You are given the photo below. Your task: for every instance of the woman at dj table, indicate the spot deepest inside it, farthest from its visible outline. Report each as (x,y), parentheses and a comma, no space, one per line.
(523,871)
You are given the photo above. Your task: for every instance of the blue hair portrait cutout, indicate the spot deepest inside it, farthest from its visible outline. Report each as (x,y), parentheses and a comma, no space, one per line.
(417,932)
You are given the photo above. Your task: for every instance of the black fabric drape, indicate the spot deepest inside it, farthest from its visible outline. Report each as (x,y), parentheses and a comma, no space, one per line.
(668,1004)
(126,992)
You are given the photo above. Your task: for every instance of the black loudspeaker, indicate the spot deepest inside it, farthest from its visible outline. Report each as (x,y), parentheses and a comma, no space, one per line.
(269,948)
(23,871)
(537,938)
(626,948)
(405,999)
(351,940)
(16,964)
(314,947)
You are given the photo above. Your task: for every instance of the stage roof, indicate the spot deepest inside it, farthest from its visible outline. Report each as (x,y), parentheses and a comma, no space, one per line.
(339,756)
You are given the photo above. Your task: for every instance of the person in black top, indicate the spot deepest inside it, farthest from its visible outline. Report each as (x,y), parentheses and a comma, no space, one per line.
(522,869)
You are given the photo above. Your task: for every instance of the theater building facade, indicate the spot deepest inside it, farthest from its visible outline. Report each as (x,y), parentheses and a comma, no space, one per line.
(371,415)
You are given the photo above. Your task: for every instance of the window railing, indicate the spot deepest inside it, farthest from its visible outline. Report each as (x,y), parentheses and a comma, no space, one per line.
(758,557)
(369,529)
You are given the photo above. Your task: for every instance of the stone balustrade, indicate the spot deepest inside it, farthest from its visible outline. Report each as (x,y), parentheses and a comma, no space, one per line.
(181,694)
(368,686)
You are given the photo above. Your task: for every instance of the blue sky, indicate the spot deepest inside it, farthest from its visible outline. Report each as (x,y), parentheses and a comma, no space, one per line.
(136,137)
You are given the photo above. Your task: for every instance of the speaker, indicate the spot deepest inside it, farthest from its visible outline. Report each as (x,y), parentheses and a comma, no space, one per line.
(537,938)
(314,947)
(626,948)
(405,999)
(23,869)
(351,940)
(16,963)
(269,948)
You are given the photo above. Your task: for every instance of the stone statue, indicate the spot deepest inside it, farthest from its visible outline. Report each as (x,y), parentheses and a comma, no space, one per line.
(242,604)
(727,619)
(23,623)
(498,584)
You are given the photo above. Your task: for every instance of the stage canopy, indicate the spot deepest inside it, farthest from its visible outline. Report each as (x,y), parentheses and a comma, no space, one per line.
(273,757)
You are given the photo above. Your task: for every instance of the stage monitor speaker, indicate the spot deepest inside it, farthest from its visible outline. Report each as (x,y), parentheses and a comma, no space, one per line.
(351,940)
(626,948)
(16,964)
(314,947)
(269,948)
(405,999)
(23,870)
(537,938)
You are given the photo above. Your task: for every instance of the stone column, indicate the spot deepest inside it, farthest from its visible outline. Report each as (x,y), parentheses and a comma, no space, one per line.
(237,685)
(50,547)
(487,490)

* [TASK INSTRUCTIONS]: Exactly as written, transcribe every line shown above.

* [REPLY]:
You are given the photo below. Your task: for every instance of the woman at dj table, indicate the spot deepest inside it, farthest from its visible outline. Report each as (x,y), parentheses and a comma, no space, one per line.
(523,871)
You are given the photo above. Your task: for every instance of the blue hair portrait cutout, indicate the spot deepest inside it, farthest from its visible outline. Report each as (x,y), parentheses and a comma, no space, one per line.
(417,932)
You are given the photo above. Your task: for every instance of the black fabric drape, indicate the spot deepest inside it, farthest from its visible outline. Report each as (x,y), parentheses and a comma, no space, one per line.
(668,1004)
(126,992)
You are given the photo above. Your task: for every instance of the black loudspeaker, indicate the spot deepest inside it, farthest from its visible outline. Report each as (x,y), parentheses and a comma, no space, one per line.
(269,948)
(23,871)
(537,938)
(626,948)
(405,999)
(351,940)
(16,964)
(314,947)
You are given the photo above. Your task: for every instance of the stage roof, indicate the spot deepest inside it, farthest from its visible outline. Report each as (x,y), parentheses and a comma, no space, one per line.
(339,756)
You are given the photo above. Your task: for every instance of the person in black top, indicate the spot deepest inside it, farthest from its visible outline. Report each as (x,y), parentheses and a comma, no space, one per line.
(522,869)
You are given the photo above. Your task: for every instance of the theater building facade, indicate the spot deepest inside it, farthest from its visible outline. Report each as (x,y), parentheses and a comma, no space, one per line.
(371,415)
You are given the photo above. Your task: for every instance of the window railing, indicate the spot deepest inside it, farthest from its visible outline. Report each as (x,y), parentheses and a comma, no space, one per line.
(758,557)
(369,529)
You are given the photo above. Your task: for every instance of the stone balustrade, indicate the spot deepest inside it, farthest from its visible outline. Report each as (x,y), parentheses and a comma, no space, one per line.
(181,694)
(368,686)
You are given the photo above. Your task: for every instance of the blue sky, indicate the spot deepest inside it, farthest from its visible outline. Report each as (x,y), parentheses and a comma, no space, one per line.
(136,137)
You are given the photo above. Your task: for every instance of the speaker, indicate the spot deepest inside it, farthest from its visible outline. Report each as (x,y), parentheses and a comma, no space, one per line.
(537,938)
(314,947)
(626,948)
(405,999)
(23,869)
(351,940)
(16,963)
(269,948)
You are given the photo above. Your task: for every instance of the stone statue, indicate the spot deepest inside it, farthest from its visible outline. Report each as (x,y), parentheses and a comma, no space, one per line.
(242,604)
(727,619)
(23,623)
(498,584)
You are given the photo above. Your task: for every instance of the stage canopy, indicate the spot deepest inside it, farthest from its visible outline. Report each as (x,y), parentheses and a comma, no space, one per line.
(273,757)
You are given the photo above. Your task: for every instance of the stage monitor speaker, indicate the spot deepest inside it, farthest from its visible outline. Report each as (x,y), parentheses and a comma, no space, one per line.
(351,940)
(626,948)
(16,964)
(314,947)
(269,948)
(405,999)
(23,870)
(537,938)
You are given the photo above. Your task: for every instance of the stone column, indicate the spot deepest inside it, farthest from its visible outline. Report each as (x,y), parentheses and a comma, no space, one per line.
(237,685)
(50,547)
(487,490)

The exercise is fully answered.